(任务说明) 重写下面全部数据，把每处“bounding box”换成“box coordinates”，其他内容保持不变，答案中不要包含图片。

·····

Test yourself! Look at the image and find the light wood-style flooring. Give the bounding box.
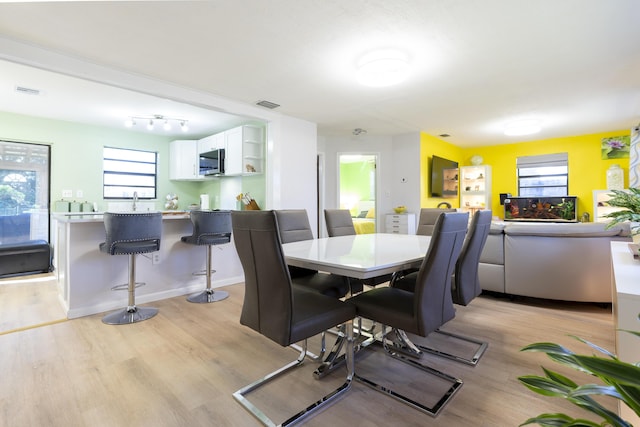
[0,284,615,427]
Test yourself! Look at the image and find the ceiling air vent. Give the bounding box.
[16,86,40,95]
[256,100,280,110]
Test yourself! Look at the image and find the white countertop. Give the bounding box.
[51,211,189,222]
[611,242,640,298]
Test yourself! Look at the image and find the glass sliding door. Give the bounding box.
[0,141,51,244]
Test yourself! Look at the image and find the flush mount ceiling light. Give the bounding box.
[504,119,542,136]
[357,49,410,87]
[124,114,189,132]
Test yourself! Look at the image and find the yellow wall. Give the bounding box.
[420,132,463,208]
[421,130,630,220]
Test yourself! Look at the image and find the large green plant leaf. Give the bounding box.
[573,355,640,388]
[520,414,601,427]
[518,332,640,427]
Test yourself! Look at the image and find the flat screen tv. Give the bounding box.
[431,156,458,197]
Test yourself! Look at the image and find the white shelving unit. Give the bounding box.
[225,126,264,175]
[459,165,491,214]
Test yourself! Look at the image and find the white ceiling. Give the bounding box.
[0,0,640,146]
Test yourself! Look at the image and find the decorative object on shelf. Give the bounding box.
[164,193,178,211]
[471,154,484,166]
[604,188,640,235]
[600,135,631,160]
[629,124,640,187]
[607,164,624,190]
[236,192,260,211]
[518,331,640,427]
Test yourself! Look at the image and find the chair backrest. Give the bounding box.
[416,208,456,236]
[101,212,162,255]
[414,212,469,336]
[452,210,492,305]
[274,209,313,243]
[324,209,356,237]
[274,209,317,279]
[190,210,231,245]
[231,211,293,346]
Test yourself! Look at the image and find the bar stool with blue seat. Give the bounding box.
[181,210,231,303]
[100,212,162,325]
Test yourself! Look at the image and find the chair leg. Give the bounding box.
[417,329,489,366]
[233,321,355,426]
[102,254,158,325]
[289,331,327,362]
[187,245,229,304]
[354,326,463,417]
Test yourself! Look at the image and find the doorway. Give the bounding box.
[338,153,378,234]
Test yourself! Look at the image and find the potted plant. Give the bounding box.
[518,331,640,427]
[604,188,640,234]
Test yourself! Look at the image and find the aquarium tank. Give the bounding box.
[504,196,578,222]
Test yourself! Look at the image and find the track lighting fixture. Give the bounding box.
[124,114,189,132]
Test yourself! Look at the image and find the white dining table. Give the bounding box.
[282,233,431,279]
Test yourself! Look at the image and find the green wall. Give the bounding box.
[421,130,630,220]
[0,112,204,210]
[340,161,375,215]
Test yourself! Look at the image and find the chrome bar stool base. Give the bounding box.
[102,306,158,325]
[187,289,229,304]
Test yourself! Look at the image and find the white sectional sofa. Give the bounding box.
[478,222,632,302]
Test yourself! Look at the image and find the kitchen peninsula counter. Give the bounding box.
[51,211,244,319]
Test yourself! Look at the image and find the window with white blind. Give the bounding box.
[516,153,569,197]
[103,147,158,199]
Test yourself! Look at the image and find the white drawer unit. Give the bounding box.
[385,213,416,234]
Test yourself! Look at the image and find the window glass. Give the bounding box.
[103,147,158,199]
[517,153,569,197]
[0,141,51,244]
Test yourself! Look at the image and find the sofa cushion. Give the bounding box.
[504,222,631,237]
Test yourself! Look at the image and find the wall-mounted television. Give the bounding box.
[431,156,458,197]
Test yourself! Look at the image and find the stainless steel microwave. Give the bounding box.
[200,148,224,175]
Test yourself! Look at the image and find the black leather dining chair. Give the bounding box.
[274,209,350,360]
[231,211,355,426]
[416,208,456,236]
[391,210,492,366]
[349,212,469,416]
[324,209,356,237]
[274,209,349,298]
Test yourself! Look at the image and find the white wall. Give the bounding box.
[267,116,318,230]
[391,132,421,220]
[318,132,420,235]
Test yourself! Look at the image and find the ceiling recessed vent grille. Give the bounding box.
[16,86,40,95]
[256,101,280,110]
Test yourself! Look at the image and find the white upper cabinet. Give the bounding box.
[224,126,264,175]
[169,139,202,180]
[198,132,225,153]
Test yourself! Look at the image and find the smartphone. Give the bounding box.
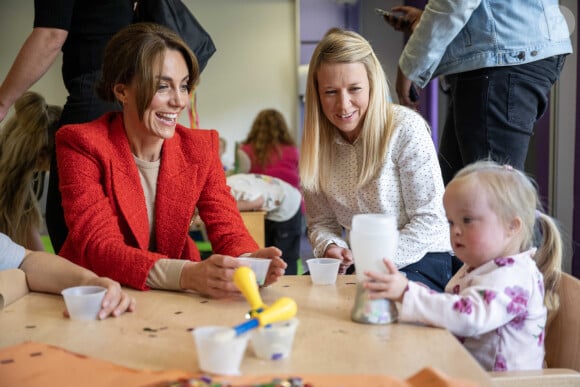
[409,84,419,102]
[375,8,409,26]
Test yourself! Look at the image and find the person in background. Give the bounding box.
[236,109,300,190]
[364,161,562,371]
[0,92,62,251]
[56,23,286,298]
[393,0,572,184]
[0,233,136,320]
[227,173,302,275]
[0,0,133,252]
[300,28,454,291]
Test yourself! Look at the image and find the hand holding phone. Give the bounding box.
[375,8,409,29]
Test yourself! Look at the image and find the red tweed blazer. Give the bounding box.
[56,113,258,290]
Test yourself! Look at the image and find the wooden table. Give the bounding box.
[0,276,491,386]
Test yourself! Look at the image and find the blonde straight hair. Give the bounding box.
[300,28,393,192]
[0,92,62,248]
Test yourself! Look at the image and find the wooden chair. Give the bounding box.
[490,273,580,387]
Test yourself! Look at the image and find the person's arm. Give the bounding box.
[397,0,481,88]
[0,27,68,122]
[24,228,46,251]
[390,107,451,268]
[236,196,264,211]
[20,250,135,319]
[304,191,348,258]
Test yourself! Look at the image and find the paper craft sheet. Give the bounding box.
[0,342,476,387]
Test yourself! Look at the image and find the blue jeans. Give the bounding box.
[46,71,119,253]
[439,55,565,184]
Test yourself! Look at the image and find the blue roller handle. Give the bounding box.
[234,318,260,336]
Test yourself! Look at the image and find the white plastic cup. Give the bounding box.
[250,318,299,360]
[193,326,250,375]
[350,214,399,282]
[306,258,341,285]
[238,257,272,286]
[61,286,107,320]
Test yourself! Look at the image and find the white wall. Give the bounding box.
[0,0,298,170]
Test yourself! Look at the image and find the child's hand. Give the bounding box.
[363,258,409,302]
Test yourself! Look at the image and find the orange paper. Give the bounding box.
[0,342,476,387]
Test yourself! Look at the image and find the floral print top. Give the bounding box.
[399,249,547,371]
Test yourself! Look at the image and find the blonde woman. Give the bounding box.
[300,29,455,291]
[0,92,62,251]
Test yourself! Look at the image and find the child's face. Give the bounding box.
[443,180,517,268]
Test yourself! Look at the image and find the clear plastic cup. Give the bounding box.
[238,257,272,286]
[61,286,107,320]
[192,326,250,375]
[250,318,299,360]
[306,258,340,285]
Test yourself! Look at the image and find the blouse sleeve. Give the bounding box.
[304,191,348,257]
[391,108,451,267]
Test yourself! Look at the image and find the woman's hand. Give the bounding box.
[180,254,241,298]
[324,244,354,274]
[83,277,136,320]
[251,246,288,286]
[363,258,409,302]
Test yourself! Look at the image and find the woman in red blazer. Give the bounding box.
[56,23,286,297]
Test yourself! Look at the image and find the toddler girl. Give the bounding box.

·····

(书面解答)
Test yourself! Look at the image and find the light wood-style flooring. Give the box coordinates.
[0,284,615,427]
Test yourself! Look at the image and find the ceiling air vent. Give the box coordinates.
[16,86,40,95]
[256,100,280,110]
Test yourself! Look at the image and find the white countertop. Give the box coordinates.
[51,211,189,222]
[611,242,640,298]
Test yourself! Look at the image and find the glass sliding door. Give the box coordinates.
[0,141,51,244]
Test yourself! Look at the image and find the flush mount ceiling light. Give the box coordinates.
[504,119,542,136]
[357,49,410,87]
[124,114,189,132]
Test yourself! Look at the image and find the yellow wall. Give the box coordinates.
[420,132,463,208]
[421,130,630,220]
Test yourself! Look at the image and find the large green plant leaf. Give the box coordinates.
[573,355,640,388]
[520,414,601,427]
[518,332,640,427]
Test yourself! Look at the image and find the flat screen tv. Give the box coordinates.
[431,156,458,197]
Test yourself! Look at the image and find the white shelving unit. Give the box coordinates.
[225,126,264,175]
[459,165,491,214]
Test yourself! Look at the image and find the white ceiling. Give the box coordinates.
[0,0,640,146]
Test yourself! Look at the image and find the decorative object on shelf. Give the box coordinates.
[164,193,178,211]
[471,154,484,166]
[604,188,640,235]
[600,135,631,160]
[629,124,640,187]
[607,164,624,190]
[236,192,260,211]
[518,331,640,427]
Test yourself! Look at the image and find the chair backrest. Give the box coordinates.
[416,208,456,236]
[101,212,162,255]
[414,212,469,336]
[452,210,492,305]
[274,209,313,243]
[324,209,356,237]
[274,209,317,279]
[190,210,231,245]
[231,211,293,346]
Test yourself! Look at the image and find the bar stool with blue seat. Give the box coordinates.
[181,210,231,303]
[100,212,162,325]
Test yourself! Look at the image and find the chair leg. Give the box coordinates.
[417,329,489,366]
[233,321,355,426]
[102,254,158,325]
[289,331,327,362]
[187,245,229,304]
[354,326,463,417]
Test yourself! Look at the image and find the doorway. Give the box coordinates.
[338,153,378,234]
Test yourself! Look at the image and find the potted plant. Give the box coordinates.
[518,331,640,427]
[604,188,640,234]
Test yourself! Look at the image and find the aquarium tank. Give the box coordinates.
[504,196,578,222]
Test yourself! Look at the image and find the track lighting fixture. Give the box coordinates.
[124,114,189,132]
Test yourself! Look at the image and find the white dining table. Give the box coordinates.
[282,233,431,279]
Test yourself! Look at the image and find the green wall. Give the box coordinates.
[421,130,630,220]
[0,112,204,210]
[340,161,375,215]
Test yourself! Look at the image and find the chrome bar stool base. Give the box coordinates.
[102,306,158,325]
[187,289,229,304]
Test yourself! Look at the image and find the white sectional sofa. Give the box coordinates.
[478,222,632,302]
Test yourself! Look at the image and find the kitchen peninsula counter. Give the box coordinates.
[51,211,244,319]
Test yourself! Look at the image and find the window with white blind. Give the box coordinates.
[516,153,569,197]
[103,147,158,199]
Test yourself! Look at the image and find the white drawer unit. Give the box coordinates.
[385,213,416,234]
Test yourself! Look at the image and find the window glass. Give the box coordinates.
[103,147,158,199]
[517,153,569,197]
[0,141,51,244]
Test yourself! Look at the image and find the sofa cushion. Give the box coordinates.
[504,222,631,237]
Test yourself! Look at the image and find the wall-mounted television. Give the box coordinates.
[431,156,458,197]
Test yourself! Look at the image and find the stainless steel microwave. Give the box coordinates.
[200,148,224,175]
Test yourself! Look at the image and find the black leather dining chair. Give the box coordinates.
[274,209,350,360]
[231,211,355,426]
[416,208,456,236]
[391,210,492,366]
[349,212,469,416]
[324,209,356,237]
[274,209,349,298]
Test yourself! Look at the image and find the white wall. Give the box coordinates.
[267,116,318,230]
[391,132,421,220]
[318,132,420,235]
Test yourself! Look at the image and find the ceiling recessed vent grille. Give the box coordinates.
[16,86,40,95]
[256,101,280,110]
Test yourself! Look at the image and find the white upper cabinet. Give the box coordinates.
[224,126,264,175]
[169,139,202,180]
[198,132,225,153]
Test yourself! Look at the image and find the smartphone. Give the box coordinates.
[409,84,419,102]
[375,8,409,26]
Test yourself! Look at the image and find the person in background. Give the box coordinates.
[236,109,300,190]
[364,161,562,371]
[0,92,62,251]
[56,23,286,298]
[393,0,572,184]
[0,233,136,320]
[227,173,302,275]
[0,0,133,252]
[300,28,454,291]
Test yourself! Look at the image and find the hand holding phone. Give the box coordinates.
[375,8,409,29]
Test yourself! Look at the image and find the red tweed blazer. Give the box coordinates.
[56,113,258,290]
Test yourself! Look at the image and find the wooden table. Give the box coordinates.
[0,276,491,386]
Test yourself! Look at the image and find the blonde straight hair. Give the box coordinates.
[300,28,393,192]
[0,92,62,248]
Test yourself! Look at the image and find the wooden chair. Give the box coordinates.
[490,273,580,387]
Test yourself! Look at the image and find the person's arm. Give the box coordinates.
[397,0,481,88]
[0,27,68,122]
[24,228,46,251]
[390,107,451,268]
[236,196,264,211]
[20,250,135,319]
[304,191,348,258]
Test yourself! Look at the image and find the paper craft sheet. Give the box coordinates.
[0,342,476,387]
Test yourself! Look at the image and find the blue jeans. Give the box coordinates.
[46,71,119,253]
[439,55,565,184]
Test yourself! Look at the image and find the blue roller handle. Give the box coordinates.
[234,318,260,336]
Test yourself! Look at the image and find the white plastic cup. Give the box coordinates.
[250,318,299,360]
[193,326,250,375]
[350,214,399,282]
[306,258,341,285]
[238,257,272,286]
[61,286,107,320]
Test yourself! Look at the image and find the white wall. Give the box coordinates.
[0,0,298,170]
Test yourself! Look at the image and find the child's hand. Give the box coordinates.
[363,258,409,302]
Test yourself! Look at the image and find the orange paper. Give the box coordinates.
[0,342,476,387]
Test yourself! Look at the image and find the floral print top. Give the box coordinates.
[399,249,547,371]
Test yourself! Look at the image and find the blonde woman. Give the box coordinates.
[300,29,455,291]
[0,92,62,251]
Test yourself! Look at the image and find the child's face. Give the box coordinates.
[443,180,517,268]
Test yourself! Look at the image and find the clear plastic cup. Give the box coordinates.
[238,257,272,286]
[61,286,107,320]
[192,326,250,375]
[250,318,299,360]
[306,258,340,285]
Test yourself! Look at the image and find the blouse sleeve. Give the box coordinates.
[304,191,348,257]
[391,108,451,267]
Test yourself! Look at the image and find the woman's hand. Give the box coordinates.
[180,254,241,298]
[324,244,354,274]
[83,277,136,320]
[251,246,288,286]
[363,258,409,302]
Test yourself! Look at the image and find the woman in red blazer. Give the box coordinates.
[56,23,286,297]
Test yourself! Look at the image and find the toddler girl. Give the box coordinates.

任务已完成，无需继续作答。